◆ Your instructions ◆
Please express the lines starting at the line that contains "Our labeler tagged paper" and ending at the line that contains "[[307, 200, 399, 270]]" as a JSON list of strings, one string per line, with blank lines left out.

◆ Supplied material ◆
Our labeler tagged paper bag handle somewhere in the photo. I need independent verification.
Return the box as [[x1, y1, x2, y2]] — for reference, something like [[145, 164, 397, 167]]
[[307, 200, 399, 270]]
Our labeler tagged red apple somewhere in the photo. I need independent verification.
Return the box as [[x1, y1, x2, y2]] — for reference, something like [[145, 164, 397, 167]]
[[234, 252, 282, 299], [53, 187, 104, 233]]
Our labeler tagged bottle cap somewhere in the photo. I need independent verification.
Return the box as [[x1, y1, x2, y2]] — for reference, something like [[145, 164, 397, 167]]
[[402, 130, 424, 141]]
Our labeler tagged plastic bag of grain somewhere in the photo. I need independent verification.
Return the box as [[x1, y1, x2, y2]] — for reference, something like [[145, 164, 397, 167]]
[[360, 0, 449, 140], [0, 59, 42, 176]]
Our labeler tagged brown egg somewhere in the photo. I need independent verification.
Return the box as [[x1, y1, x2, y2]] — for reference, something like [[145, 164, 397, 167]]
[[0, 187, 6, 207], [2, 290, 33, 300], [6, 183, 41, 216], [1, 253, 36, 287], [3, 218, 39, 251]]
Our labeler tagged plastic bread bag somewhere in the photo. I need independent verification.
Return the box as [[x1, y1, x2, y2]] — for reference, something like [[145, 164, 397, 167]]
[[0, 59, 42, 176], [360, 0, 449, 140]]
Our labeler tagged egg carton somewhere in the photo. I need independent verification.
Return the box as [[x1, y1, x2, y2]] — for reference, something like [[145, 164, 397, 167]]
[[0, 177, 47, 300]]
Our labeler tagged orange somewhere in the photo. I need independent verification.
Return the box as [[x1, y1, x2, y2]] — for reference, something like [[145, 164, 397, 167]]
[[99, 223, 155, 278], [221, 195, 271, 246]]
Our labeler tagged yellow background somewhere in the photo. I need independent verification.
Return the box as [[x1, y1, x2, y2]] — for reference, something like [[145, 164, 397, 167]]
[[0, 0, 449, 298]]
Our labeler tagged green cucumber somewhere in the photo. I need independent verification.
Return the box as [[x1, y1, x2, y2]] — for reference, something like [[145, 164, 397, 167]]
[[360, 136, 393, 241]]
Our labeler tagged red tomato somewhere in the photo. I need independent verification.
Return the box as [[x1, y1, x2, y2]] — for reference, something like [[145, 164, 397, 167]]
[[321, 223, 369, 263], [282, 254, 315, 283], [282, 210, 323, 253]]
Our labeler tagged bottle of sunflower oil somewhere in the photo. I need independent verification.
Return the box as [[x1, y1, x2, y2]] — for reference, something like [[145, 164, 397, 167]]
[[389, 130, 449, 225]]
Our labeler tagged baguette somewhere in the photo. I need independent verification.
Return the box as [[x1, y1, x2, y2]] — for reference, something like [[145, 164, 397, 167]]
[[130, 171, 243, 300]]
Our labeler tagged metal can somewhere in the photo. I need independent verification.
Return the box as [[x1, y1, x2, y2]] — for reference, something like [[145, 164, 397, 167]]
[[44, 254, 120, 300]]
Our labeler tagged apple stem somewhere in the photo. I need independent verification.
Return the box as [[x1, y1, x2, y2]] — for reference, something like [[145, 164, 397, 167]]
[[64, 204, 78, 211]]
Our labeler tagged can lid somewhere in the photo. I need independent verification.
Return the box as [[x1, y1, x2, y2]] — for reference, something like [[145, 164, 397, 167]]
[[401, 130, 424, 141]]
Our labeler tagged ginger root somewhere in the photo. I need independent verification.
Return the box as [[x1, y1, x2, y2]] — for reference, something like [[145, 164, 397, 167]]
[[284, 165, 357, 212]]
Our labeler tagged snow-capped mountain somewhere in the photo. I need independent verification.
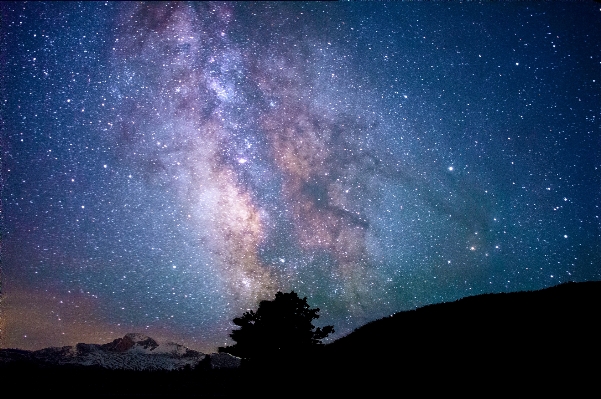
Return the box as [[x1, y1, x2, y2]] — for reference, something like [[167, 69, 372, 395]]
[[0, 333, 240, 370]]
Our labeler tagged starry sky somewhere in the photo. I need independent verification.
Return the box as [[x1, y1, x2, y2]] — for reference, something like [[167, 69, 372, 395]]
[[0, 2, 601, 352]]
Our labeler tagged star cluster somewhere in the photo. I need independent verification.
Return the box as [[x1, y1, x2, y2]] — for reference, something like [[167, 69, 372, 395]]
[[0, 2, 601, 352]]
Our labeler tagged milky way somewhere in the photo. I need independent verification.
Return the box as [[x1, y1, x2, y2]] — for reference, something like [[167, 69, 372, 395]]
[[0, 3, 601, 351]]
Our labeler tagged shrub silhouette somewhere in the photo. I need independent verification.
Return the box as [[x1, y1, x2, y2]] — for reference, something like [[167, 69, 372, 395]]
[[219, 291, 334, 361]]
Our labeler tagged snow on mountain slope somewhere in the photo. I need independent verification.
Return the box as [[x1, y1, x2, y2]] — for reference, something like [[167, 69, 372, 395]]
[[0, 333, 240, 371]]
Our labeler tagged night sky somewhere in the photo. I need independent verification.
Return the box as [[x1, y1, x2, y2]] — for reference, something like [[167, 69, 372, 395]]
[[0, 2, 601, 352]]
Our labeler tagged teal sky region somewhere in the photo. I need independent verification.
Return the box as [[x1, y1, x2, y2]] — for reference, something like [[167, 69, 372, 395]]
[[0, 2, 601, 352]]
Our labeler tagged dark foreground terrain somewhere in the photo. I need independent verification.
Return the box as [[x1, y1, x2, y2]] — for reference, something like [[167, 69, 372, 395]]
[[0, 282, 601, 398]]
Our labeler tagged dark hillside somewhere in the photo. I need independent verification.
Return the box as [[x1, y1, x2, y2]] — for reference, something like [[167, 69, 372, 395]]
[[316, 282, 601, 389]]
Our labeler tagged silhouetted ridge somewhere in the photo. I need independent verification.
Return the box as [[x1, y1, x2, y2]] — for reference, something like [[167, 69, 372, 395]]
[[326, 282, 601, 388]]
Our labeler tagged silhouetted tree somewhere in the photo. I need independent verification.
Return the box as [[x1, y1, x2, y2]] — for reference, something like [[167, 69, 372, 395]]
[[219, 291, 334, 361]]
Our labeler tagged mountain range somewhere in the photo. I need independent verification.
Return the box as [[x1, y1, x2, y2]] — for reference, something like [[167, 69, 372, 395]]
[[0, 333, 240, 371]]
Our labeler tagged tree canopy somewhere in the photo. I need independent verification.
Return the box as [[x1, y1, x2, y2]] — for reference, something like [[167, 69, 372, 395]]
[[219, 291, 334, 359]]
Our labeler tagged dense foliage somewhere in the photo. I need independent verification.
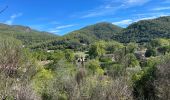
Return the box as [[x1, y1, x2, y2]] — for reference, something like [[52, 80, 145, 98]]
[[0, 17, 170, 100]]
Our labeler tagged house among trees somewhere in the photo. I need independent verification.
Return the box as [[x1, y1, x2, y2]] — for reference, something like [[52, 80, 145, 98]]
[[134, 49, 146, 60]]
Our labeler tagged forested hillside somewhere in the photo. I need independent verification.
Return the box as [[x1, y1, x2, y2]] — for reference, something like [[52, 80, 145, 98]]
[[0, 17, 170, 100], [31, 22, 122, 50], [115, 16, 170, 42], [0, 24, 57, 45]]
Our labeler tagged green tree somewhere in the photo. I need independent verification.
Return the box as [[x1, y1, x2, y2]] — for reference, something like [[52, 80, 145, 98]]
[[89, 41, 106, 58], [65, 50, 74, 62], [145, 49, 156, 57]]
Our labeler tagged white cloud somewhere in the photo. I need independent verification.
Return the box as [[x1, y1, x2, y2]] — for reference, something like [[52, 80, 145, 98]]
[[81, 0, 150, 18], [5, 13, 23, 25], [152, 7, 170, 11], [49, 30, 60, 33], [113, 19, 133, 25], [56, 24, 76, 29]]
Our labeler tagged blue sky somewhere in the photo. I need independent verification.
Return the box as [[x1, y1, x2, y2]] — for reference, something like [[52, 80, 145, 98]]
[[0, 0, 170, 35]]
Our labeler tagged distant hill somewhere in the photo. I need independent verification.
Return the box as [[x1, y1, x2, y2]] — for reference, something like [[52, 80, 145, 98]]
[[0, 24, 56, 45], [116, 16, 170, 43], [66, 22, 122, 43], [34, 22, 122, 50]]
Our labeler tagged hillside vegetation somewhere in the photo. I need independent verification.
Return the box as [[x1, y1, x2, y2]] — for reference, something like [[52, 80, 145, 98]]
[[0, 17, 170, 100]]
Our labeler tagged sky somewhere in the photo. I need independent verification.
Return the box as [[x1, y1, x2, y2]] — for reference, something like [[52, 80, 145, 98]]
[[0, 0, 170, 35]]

---

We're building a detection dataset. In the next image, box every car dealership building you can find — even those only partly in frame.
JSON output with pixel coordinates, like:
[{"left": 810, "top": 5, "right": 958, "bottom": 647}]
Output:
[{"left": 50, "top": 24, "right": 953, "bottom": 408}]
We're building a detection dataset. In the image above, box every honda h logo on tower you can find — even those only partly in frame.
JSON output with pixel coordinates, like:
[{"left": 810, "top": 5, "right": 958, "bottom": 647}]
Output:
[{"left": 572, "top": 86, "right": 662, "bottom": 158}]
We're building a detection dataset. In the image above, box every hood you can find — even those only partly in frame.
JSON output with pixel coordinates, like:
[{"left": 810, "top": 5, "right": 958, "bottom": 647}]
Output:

◆ Expected answer ◆
[
  "Our labeler tagged paper bag handle somewhere in the photo. I need independent verification.",
  "Return the box as [[x1, y1, x2, y2]] — for reference, something like [[145, 164, 397, 167]]",
  "[[307, 200, 399, 270]]"
]